> [EXCERPTED TEXT]:
▬▬▬▬▬▬

Edward P. Jones grew up in Washington, D.C., where his mother worked as a dishwasher and hotel maid to support Jones and his brother and sister. Though she couldn't read or write herself, Jones's mother encouraged her son to study, and eventually a Jesuit priest who knew Jones suggested he apply for a scholarship at the College of the Holy Cross in Massachusetts. There, Jones discovered the odd fact that in the antebellum South, there had been free black people who owned black slaves.
"It was a shock that there were black people who would take part in a system like that," he later told a Boston Globe interviewer. "Why didn't they know better?" That question stayed with Jones for more than 20 years and would eventually inspire his first novel, The Known World.
After graduating from Holy Cross with a degree in English, Jones moved back to Washington, D.C., and began writing short stories, aiming to create a portrait of his city in the mode of James Joyce's Dubliners. He attended writing seminars, then earned an M.F.A. in creative writing from the University of Virginia, but he felt that neither writing nor teaching was a reliable enough source of income. He took a day job as a business writer for an Arlington, Virgina, nonprofit, and held it for almost 19 years -- during which he published his first short-story collection, Lost in the City, which was nominated for a National Book Award. He also began planning his first novel, composing and revising chapters entirely in his head. Jones had just taken a five-week vacation to start writing the book when he found out he was being laid off, so he lived on severance pay and unemployment during the few months it took him to finish his first draft.

▬▬▬▬▬▬

> [RECORDED DATA]:
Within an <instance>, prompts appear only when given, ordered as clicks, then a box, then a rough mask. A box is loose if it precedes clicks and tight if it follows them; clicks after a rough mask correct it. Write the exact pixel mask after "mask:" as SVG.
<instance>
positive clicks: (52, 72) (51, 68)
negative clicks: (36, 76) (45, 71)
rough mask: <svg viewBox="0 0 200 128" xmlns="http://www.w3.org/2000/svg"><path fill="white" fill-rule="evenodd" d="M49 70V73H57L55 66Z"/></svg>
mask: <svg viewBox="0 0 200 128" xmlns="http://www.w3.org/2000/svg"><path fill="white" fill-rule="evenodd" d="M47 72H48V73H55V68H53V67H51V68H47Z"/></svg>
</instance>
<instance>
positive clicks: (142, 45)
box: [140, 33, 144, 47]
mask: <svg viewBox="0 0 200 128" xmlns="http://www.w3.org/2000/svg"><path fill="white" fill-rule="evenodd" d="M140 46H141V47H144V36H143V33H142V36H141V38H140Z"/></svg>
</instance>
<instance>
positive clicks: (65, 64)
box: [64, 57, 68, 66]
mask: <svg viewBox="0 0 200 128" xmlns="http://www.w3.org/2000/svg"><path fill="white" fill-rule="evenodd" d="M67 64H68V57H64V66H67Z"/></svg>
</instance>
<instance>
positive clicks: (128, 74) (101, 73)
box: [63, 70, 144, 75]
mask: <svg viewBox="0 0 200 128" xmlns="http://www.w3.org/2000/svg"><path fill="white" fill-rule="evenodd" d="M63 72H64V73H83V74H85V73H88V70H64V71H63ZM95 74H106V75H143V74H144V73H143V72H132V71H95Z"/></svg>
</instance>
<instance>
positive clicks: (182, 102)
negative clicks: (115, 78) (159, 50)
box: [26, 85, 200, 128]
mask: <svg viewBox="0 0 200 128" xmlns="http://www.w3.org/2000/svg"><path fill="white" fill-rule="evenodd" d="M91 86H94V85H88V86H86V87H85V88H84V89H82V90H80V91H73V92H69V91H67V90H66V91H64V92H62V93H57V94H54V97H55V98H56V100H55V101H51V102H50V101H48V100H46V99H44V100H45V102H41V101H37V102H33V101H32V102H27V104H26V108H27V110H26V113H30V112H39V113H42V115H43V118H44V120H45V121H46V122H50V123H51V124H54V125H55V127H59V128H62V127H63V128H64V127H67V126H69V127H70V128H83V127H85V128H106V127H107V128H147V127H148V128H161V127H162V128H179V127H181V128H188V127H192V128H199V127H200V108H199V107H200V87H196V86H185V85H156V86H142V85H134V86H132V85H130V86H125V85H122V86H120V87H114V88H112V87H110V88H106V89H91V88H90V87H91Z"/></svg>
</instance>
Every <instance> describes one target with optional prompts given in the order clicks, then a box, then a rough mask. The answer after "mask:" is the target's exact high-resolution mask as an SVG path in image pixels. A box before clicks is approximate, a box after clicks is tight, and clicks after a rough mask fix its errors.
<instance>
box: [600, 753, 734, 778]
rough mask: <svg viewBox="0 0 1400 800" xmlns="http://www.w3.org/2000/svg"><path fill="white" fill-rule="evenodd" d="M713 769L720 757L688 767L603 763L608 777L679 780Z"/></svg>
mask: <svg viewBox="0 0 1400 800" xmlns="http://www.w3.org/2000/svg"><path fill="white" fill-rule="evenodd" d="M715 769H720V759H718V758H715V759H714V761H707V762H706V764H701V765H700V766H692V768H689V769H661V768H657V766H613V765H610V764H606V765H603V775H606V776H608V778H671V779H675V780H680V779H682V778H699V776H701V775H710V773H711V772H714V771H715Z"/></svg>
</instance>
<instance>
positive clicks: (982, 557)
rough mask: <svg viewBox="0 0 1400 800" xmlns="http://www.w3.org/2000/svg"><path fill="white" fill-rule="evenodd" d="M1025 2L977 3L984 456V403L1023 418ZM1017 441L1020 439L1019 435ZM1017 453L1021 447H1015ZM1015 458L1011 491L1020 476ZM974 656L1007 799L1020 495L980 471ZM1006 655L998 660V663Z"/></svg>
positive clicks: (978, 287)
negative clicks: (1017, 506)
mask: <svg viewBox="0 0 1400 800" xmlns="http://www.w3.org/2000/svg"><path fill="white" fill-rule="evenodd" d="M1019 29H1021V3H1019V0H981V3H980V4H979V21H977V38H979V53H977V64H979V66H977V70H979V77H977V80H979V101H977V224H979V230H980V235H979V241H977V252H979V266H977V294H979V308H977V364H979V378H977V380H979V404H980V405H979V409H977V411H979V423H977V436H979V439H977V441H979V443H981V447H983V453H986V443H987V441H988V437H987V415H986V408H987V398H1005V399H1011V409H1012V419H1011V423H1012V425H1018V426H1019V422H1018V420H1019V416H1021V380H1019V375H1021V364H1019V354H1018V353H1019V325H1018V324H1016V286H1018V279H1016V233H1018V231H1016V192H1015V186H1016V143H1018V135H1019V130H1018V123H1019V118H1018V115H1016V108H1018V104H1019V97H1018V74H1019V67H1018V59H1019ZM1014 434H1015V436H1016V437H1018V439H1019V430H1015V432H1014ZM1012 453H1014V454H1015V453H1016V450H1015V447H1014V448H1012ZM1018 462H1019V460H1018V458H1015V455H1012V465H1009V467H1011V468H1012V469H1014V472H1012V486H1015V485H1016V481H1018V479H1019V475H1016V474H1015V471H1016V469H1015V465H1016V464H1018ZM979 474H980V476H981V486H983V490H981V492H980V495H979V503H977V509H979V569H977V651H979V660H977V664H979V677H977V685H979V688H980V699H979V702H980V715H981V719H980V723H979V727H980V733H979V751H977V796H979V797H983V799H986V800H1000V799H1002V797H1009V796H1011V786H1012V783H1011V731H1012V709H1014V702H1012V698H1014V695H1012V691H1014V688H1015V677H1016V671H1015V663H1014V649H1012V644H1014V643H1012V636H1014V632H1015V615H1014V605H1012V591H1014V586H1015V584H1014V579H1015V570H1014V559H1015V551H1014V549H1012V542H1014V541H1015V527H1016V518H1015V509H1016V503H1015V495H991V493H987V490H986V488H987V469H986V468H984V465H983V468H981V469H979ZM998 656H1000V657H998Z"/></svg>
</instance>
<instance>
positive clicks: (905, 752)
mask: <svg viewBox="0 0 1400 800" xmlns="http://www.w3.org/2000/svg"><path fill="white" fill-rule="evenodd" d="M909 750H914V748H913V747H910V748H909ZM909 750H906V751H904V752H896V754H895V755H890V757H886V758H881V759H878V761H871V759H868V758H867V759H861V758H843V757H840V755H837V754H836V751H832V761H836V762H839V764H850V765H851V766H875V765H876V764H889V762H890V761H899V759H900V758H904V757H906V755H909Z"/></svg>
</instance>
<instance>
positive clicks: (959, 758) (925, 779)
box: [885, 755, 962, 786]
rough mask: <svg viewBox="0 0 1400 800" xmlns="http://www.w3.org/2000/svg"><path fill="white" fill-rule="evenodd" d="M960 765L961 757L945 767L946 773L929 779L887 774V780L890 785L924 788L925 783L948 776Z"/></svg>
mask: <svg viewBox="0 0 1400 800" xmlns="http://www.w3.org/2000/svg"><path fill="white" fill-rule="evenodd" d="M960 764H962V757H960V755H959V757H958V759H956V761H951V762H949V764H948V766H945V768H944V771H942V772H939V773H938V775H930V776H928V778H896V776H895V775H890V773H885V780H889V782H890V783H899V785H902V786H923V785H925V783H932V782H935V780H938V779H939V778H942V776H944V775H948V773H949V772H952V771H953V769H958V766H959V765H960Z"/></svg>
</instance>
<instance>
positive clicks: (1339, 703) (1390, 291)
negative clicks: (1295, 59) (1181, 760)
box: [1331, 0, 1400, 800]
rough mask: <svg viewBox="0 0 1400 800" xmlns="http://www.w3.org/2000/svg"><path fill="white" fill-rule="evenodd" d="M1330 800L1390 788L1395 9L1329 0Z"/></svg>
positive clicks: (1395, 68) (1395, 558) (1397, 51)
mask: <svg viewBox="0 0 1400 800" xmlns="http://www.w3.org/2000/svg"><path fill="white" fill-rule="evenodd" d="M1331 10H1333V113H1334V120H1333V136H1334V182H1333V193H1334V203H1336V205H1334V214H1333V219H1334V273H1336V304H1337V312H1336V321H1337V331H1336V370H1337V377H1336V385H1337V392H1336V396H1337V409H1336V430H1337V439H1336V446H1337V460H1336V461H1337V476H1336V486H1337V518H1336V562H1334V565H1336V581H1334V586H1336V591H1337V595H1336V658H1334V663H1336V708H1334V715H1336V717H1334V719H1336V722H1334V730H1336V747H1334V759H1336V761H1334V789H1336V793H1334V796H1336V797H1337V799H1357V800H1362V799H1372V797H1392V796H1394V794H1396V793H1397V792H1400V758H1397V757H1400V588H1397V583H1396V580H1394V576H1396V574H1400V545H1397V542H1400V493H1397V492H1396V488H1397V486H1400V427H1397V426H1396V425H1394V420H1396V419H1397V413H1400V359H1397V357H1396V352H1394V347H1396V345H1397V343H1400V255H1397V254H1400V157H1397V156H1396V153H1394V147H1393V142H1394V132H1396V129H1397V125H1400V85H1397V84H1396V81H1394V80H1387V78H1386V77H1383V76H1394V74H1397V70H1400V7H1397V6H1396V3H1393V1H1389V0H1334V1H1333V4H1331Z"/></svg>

▬▬▬▬▬▬

> [EXERCISE DETAILS]: Reproduce word for word the portion of the Edward P. Jones passage that begins with the words containing "Edward P. Jones" and ends with "owned black slaves.".

> [EXERCISE ANSWER]:
Edward P. Jones grew up in Washington, D.C., where his mother worked as a dishwasher and hotel maid to support Jones and his brother and sister. Though she couldn't read or write herself, Jones's mother encouraged her son to study, and eventually a Jesuit priest who knew Jones suggested he apply for a scholarship at the College of the Holy Cross in Massachusetts. There, Jones discovered the odd fact that in the antebellum South, there had been free black people who owned black slaves.